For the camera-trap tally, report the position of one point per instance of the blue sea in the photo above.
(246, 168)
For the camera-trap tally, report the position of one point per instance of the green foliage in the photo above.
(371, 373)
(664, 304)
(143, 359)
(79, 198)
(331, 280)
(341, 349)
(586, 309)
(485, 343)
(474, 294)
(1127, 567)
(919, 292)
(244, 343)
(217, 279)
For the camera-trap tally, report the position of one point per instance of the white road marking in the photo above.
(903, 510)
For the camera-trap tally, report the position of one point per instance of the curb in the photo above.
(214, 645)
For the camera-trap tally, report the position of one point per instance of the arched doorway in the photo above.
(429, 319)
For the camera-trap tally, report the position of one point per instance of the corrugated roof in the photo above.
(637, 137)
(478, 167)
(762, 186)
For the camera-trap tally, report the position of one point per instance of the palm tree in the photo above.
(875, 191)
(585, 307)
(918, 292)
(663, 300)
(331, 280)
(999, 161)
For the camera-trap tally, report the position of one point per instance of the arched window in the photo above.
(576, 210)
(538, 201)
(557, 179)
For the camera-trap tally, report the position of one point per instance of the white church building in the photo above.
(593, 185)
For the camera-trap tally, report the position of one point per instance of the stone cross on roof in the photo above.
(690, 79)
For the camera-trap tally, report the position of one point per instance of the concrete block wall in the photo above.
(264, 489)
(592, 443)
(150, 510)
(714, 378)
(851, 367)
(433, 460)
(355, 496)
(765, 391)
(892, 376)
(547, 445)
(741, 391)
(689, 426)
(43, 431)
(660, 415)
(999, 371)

-.-.-

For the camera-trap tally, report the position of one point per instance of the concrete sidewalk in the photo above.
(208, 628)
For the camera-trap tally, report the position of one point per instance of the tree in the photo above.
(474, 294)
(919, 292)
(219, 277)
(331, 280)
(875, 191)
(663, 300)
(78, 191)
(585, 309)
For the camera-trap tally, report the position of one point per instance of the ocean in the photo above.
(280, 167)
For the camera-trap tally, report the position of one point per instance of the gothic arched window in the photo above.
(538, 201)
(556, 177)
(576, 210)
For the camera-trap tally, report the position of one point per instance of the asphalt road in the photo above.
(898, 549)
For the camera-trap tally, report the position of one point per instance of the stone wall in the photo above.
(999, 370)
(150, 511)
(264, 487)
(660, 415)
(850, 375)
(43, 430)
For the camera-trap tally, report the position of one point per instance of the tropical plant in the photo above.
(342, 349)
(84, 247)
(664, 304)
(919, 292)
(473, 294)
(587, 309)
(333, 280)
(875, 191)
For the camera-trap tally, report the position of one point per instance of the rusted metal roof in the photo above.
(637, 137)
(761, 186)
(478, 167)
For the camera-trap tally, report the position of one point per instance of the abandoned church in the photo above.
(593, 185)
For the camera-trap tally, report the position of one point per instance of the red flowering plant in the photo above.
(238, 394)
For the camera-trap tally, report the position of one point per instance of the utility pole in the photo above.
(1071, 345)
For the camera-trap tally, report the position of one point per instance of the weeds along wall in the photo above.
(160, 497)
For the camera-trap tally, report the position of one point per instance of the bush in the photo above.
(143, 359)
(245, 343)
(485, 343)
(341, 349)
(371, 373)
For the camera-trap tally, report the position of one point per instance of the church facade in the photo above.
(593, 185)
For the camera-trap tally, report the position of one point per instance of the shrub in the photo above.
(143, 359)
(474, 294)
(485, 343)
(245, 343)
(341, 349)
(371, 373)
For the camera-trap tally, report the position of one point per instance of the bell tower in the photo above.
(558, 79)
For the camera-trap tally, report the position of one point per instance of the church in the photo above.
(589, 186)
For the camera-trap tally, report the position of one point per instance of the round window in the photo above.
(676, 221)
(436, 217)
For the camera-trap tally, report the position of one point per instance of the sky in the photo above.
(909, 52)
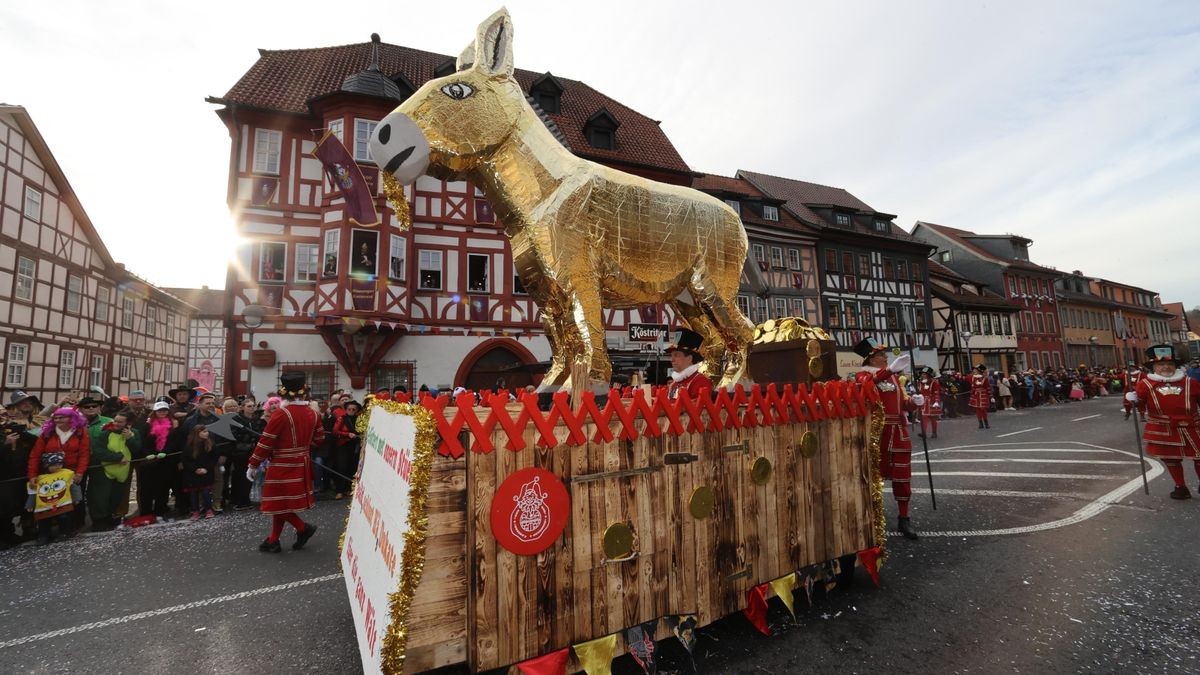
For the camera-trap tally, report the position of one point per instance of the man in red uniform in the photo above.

-.-.-

**ACTIVITY**. Your reply should consist solely of the lines above from the line containing "round window in the photo above." up to and including the line containing "uniform in the photo above.", reproduced exactly, minus the pictures.

**RESULT OF THIS EXERCISE**.
For the camera-trap tally, report the position of one point per instance of the round window in the photo above.
(676, 221)
(436, 217)
For the camera-trap tally, report the position of one point per instance of the sky in the photo above.
(909, 52)
For the camera-trap tally, report the position of one point per instance of the man in red uniform in the photo above.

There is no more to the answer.